Data shown Block Start

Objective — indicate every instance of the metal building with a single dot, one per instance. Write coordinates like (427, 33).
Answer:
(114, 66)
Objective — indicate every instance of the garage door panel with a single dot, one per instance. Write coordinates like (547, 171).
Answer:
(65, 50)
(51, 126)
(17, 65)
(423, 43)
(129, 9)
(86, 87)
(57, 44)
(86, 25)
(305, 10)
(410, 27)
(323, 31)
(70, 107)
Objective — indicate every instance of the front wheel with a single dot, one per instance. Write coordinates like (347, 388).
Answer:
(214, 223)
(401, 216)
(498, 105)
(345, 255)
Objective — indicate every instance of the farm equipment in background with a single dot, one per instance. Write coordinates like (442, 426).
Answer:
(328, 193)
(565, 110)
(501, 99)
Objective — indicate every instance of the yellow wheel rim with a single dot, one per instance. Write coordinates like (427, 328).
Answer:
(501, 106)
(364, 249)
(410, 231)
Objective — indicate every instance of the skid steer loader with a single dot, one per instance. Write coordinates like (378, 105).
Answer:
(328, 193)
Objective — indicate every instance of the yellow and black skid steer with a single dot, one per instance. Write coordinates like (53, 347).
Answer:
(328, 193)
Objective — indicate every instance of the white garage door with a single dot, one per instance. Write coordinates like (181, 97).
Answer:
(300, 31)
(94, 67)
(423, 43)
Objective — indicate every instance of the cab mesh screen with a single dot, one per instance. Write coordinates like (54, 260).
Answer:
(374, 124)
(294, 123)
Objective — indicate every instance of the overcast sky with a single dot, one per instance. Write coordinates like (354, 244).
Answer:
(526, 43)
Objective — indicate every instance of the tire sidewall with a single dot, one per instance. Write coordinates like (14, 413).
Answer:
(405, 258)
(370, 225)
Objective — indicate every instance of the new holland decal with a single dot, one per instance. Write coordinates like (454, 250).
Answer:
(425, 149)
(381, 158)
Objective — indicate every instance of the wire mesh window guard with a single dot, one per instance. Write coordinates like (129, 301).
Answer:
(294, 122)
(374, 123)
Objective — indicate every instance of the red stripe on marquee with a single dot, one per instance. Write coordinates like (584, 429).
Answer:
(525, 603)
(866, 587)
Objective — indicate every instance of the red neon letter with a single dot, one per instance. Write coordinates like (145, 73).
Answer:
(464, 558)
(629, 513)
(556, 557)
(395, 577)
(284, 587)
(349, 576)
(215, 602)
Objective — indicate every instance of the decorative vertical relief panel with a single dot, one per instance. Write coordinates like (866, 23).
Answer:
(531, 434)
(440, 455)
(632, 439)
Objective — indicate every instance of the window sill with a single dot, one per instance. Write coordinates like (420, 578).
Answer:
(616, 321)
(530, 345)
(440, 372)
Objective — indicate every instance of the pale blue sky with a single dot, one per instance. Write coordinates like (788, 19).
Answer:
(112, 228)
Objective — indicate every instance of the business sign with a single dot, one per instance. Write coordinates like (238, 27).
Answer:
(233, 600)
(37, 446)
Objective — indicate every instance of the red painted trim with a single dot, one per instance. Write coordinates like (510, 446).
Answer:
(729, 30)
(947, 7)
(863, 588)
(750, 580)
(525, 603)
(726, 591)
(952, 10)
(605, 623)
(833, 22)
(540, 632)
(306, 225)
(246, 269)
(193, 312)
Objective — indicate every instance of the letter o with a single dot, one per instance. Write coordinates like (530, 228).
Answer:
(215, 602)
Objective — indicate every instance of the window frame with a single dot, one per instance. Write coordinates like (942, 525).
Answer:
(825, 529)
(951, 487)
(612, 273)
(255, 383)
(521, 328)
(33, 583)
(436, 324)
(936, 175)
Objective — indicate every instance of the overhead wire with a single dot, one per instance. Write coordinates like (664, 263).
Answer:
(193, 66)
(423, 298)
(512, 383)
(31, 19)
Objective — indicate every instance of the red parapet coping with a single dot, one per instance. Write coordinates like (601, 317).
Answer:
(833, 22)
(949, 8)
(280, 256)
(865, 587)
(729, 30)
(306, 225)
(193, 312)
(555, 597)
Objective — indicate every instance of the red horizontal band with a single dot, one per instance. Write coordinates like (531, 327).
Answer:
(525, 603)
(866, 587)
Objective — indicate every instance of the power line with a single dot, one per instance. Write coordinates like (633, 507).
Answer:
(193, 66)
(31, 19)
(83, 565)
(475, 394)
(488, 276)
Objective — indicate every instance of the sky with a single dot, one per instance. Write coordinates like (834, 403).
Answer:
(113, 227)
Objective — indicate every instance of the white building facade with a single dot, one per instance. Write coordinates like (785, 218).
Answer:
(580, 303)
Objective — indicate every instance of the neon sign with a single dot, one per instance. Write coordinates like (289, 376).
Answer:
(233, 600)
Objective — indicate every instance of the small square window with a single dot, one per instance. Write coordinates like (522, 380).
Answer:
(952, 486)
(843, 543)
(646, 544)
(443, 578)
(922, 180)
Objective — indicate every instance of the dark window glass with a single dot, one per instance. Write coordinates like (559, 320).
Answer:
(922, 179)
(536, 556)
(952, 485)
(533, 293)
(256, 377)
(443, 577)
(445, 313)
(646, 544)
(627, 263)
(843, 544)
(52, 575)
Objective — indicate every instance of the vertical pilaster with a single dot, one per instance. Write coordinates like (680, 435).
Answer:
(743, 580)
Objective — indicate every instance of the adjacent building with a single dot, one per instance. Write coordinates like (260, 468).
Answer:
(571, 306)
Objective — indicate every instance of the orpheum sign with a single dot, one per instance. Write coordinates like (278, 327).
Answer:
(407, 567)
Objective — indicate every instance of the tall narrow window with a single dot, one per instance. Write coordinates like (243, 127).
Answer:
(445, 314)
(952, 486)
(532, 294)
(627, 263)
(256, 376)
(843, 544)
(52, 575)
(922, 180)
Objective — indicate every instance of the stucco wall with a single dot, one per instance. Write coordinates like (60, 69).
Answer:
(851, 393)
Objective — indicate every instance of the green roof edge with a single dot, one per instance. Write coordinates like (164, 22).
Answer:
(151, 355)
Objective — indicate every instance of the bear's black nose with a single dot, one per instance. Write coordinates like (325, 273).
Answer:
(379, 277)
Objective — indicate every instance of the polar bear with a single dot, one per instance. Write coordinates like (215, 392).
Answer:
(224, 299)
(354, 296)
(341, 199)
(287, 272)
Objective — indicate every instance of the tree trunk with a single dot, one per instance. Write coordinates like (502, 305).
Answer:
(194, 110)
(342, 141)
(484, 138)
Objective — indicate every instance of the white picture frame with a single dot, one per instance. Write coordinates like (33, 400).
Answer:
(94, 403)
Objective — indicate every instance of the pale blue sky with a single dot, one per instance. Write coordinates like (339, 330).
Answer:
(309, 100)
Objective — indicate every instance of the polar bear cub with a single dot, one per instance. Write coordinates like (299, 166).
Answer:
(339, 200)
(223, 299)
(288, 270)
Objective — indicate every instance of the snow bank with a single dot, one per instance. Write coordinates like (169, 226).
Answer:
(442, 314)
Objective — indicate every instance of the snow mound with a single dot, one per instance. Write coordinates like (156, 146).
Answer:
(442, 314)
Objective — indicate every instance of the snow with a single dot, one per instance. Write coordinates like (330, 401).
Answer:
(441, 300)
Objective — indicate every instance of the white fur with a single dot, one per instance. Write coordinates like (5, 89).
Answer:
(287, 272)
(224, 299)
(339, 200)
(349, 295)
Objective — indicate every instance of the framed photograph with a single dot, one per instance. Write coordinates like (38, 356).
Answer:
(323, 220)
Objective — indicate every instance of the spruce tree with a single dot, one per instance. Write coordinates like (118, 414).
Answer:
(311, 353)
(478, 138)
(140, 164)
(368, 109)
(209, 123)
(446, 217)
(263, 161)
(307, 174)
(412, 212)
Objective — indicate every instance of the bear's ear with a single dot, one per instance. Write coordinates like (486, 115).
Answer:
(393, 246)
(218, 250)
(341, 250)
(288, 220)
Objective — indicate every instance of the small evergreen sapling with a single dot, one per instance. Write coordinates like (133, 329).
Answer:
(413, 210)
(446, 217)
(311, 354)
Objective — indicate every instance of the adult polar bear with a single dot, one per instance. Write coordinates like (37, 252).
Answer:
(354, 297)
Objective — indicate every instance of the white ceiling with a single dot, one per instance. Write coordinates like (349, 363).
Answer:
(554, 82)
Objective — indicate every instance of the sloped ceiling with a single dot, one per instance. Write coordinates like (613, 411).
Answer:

Data shown Block End

» **What is required**
Go through the data above and copy each line that holds the word "wire".

» **The answer**
Objective — indicate every instance of the wire mesh window guard with a single dot, one per instance. Write coordinates like (129, 301).
Objective — indicate every instance of the overhead wire with a single dot, one per instance. Write coordinates like (664, 263).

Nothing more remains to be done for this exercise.